*Records for this task*.
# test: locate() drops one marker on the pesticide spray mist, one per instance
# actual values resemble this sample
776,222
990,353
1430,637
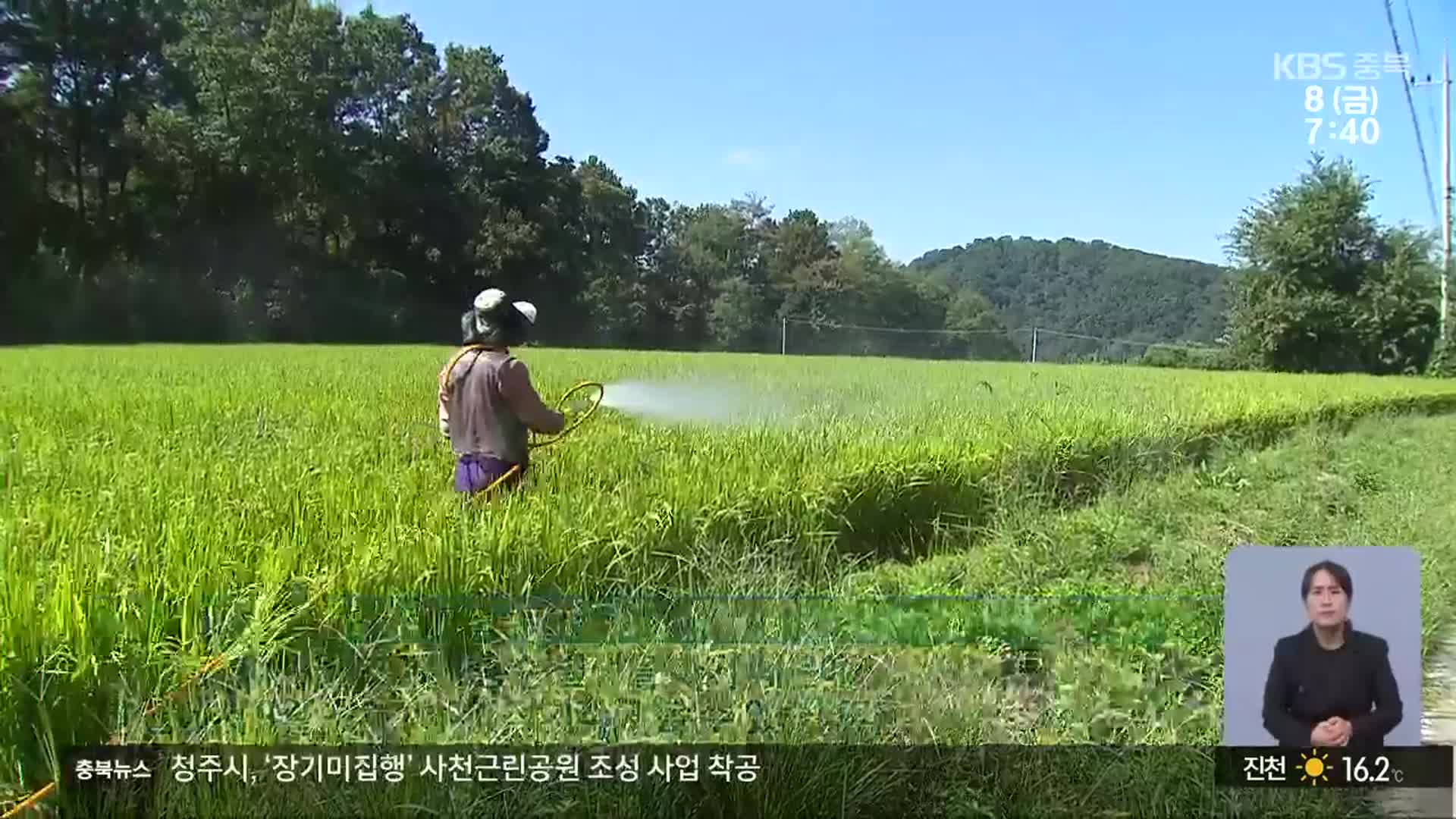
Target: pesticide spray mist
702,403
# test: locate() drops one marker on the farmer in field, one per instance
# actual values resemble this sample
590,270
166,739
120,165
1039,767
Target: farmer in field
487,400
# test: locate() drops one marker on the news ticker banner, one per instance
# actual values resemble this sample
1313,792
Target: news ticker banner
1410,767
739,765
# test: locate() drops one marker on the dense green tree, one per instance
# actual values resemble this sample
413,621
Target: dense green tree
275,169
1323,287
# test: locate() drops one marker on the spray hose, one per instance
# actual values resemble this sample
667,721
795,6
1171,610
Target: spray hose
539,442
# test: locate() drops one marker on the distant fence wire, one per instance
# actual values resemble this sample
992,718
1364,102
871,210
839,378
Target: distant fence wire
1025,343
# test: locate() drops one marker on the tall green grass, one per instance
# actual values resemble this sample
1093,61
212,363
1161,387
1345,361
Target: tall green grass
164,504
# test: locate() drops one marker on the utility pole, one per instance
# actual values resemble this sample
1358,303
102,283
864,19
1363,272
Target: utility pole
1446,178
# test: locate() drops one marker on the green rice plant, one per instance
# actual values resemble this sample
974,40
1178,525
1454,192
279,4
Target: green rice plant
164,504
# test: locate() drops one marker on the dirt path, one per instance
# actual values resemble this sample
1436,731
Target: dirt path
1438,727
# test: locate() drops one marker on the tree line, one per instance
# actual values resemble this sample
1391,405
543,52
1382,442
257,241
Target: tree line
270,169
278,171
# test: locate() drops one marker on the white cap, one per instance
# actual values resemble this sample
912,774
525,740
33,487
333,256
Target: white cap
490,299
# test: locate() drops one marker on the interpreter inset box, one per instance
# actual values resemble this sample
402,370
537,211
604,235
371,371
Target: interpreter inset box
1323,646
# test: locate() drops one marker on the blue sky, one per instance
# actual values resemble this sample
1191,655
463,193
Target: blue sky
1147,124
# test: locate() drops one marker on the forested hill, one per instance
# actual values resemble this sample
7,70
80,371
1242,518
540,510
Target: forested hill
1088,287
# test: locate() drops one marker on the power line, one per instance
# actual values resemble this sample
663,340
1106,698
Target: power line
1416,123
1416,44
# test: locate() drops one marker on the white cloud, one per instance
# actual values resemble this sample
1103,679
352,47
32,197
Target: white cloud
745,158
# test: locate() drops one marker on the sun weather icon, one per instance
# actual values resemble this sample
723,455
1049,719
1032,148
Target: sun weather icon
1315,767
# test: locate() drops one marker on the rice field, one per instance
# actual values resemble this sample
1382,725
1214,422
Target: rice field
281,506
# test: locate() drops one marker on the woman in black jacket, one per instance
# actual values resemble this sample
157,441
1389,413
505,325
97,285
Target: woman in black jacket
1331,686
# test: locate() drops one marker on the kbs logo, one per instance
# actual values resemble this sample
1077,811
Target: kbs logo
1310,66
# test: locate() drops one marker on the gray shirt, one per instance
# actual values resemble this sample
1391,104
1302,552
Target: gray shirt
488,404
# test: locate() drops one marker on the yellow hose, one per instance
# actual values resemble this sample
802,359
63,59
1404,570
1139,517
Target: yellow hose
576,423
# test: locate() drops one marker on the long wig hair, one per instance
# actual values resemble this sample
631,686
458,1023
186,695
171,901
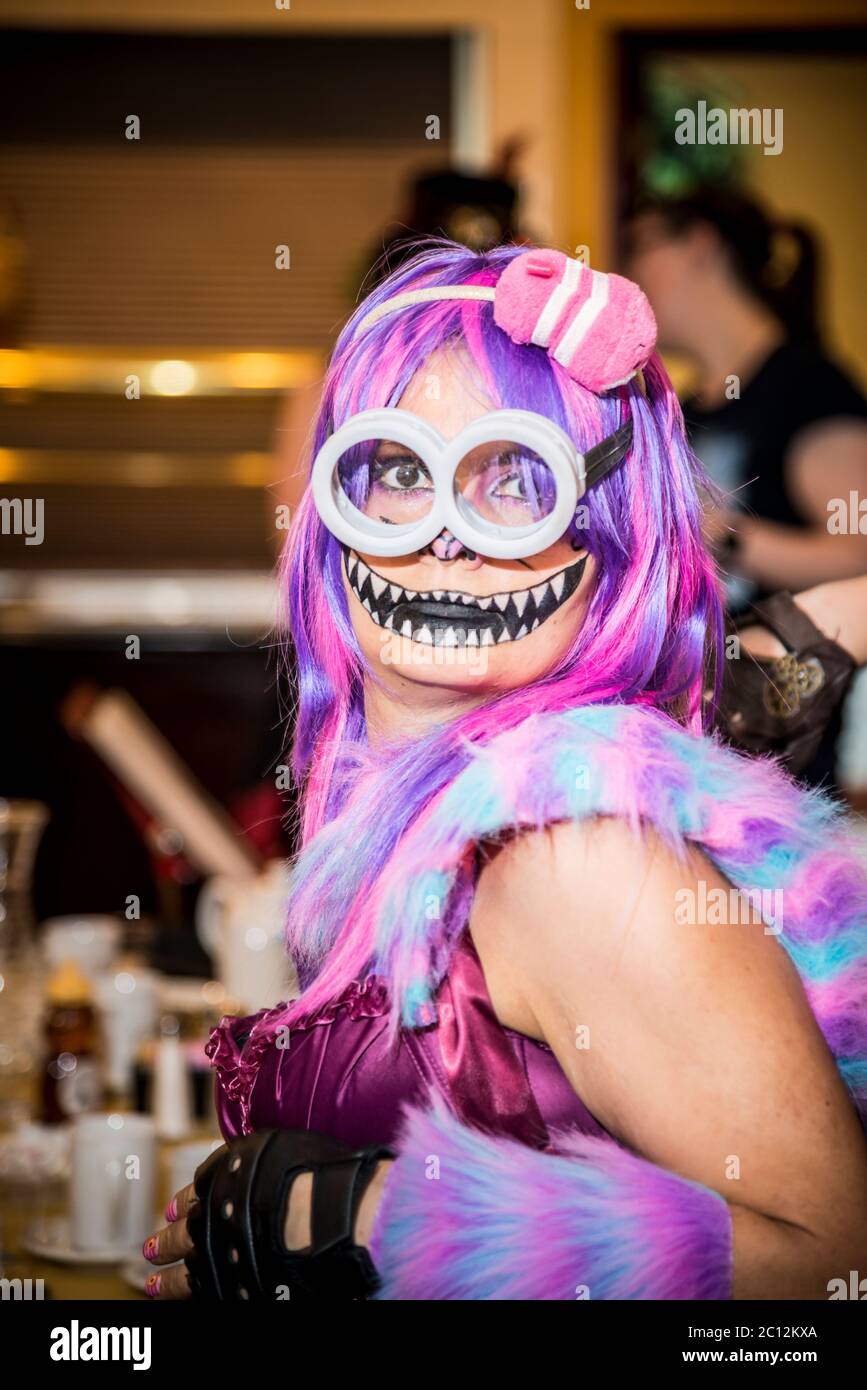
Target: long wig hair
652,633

*What needs to be done*. Output each line of the listing above, word for word, from the one holding "# test: locate() drops one marker on the rice" through the last line, both included; omit the pictures.

*The solution*.
# test: locate() drops one marker on the rice field, one per instance
# actual values resemble this sample
1382,725
1214,422
Target: rice field
281,506
# test: locate() drops one marker on the woman in black jacket, one per instance
# actual values resemble this sample
157,441
1389,413
505,325
97,285
Target: woman in black jacket
1331,686
# test: locate() drops one marker on the kbs logo, one per instance
# actual values resemble this sample
1077,811
Target: kbs logo
1310,66
# test: locate() drops one marker on the gray shirt, one per instance
# actual values resemble this sample
1391,104
1302,552
Target: gray shirt
488,404
# test: locate() drops one marker on the yellow hose, one per instance
# actual values resemble this sample
802,359
63,59
1404,570
1139,517
Target: yellow hose
576,423
# test: locate() drops one marker on the long wig hair, one per instance
# actual values resemble this sample
631,686
458,1023
186,695
171,901
Target: long wig hair
652,633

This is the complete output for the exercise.